TASK TO COMPLETE —
State how many lines in the rows below contain the string "spider". Reply with the number alone.

EXCERPTED RECORDS —

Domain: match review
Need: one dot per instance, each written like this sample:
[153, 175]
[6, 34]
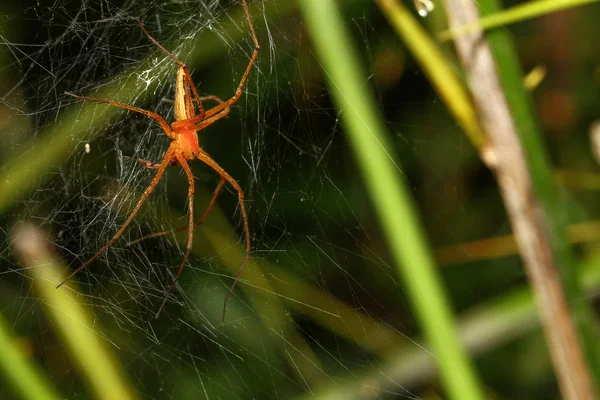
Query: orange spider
[185, 147]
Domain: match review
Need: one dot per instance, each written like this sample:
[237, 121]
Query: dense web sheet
[319, 306]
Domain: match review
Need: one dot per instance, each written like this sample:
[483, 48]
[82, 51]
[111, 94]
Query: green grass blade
[389, 194]
[518, 13]
[524, 116]
[22, 374]
[435, 65]
[71, 318]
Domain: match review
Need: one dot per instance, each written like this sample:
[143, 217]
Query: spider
[184, 148]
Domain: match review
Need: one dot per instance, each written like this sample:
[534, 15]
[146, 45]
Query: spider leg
[205, 158]
[198, 123]
[238, 91]
[163, 166]
[213, 98]
[190, 176]
[181, 228]
[147, 113]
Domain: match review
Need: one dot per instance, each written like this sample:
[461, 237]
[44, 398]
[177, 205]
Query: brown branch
[522, 205]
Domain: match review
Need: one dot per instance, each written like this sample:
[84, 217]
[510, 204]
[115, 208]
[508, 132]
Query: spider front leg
[161, 170]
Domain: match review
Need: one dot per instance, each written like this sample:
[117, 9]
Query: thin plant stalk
[530, 199]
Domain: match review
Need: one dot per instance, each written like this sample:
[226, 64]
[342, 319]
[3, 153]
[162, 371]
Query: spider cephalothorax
[188, 120]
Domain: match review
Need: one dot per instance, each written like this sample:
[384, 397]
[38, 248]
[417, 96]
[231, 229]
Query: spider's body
[187, 143]
[184, 147]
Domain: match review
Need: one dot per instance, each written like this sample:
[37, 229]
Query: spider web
[320, 305]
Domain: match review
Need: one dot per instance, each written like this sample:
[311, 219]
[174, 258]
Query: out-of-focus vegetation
[320, 311]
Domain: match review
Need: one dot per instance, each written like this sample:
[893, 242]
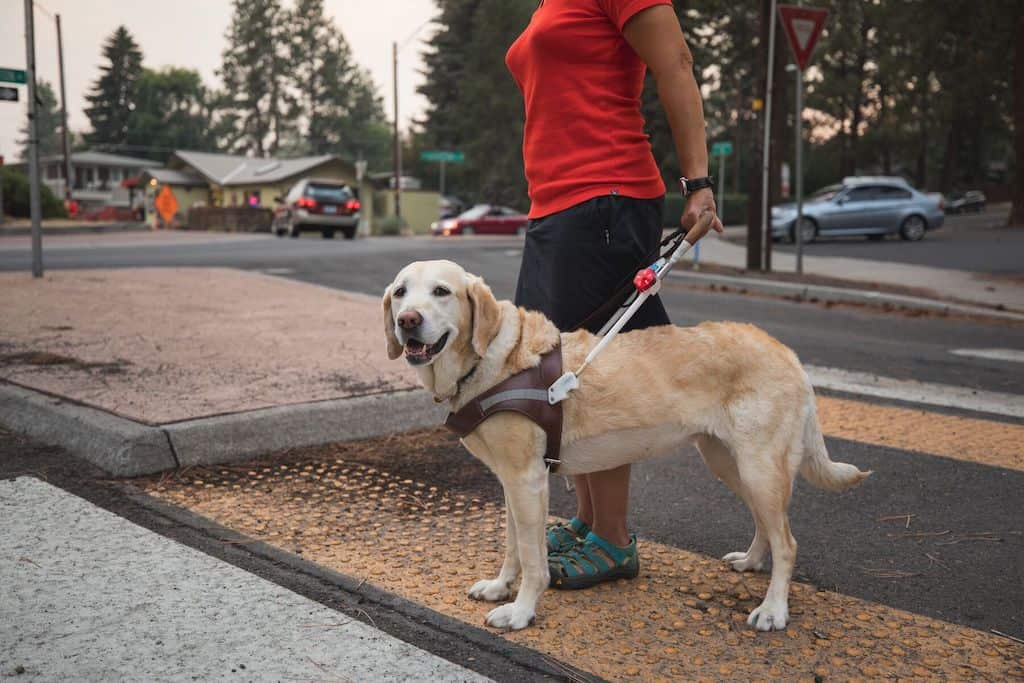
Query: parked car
[970, 202]
[483, 219]
[317, 205]
[872, 206]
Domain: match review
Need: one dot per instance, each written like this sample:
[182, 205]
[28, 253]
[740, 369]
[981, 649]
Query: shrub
[15, 197]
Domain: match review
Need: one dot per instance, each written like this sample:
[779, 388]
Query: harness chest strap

COMPLETE RESPONSE —
7